- _What you have to do_:
Where a line below has the string "with" in it, include it in the count, and give that count alone.

Point localization data:
━━━━━━━━━━

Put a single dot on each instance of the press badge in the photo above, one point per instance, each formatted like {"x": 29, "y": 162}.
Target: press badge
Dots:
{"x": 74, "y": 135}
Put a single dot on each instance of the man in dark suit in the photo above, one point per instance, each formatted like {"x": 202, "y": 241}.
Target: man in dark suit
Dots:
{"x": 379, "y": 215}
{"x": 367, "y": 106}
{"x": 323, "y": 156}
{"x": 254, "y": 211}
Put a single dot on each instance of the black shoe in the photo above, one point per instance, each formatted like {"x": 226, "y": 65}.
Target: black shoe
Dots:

━━━━━━━━━━

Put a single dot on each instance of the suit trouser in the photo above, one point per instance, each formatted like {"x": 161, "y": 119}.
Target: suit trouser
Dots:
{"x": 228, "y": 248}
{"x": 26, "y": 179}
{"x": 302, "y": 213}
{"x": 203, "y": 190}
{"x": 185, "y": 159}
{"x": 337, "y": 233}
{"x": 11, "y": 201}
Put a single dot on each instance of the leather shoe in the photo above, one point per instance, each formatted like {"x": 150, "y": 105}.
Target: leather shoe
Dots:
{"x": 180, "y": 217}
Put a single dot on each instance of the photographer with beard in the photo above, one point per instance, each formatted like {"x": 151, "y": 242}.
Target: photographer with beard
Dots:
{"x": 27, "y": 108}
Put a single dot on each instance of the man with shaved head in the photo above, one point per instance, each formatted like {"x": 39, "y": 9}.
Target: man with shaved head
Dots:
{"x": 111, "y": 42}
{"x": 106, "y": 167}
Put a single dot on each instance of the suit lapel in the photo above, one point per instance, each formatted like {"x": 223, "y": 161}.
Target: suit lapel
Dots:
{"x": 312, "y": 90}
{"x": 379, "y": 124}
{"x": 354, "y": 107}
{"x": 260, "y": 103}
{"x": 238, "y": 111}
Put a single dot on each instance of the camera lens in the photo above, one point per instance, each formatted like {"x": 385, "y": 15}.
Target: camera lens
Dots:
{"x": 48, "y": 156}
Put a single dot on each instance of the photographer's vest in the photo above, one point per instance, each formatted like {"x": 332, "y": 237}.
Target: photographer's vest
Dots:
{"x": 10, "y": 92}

━━━━━━━━━━

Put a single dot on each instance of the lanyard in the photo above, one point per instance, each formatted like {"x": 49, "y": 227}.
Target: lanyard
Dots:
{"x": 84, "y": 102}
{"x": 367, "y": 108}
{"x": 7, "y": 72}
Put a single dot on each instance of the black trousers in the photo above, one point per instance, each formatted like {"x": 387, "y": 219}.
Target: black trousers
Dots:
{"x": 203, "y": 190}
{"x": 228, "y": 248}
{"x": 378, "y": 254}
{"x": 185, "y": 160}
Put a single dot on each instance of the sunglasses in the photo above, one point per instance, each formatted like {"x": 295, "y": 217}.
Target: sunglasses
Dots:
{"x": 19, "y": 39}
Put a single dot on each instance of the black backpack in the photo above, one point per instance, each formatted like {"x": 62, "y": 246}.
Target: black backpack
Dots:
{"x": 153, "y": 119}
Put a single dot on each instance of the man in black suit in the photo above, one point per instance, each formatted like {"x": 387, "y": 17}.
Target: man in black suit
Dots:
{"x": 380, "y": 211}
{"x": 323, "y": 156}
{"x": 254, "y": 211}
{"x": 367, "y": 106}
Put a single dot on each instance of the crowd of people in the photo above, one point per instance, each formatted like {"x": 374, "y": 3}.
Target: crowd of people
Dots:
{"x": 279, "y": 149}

━━━━━━━━━━

- _Worked solution_:
4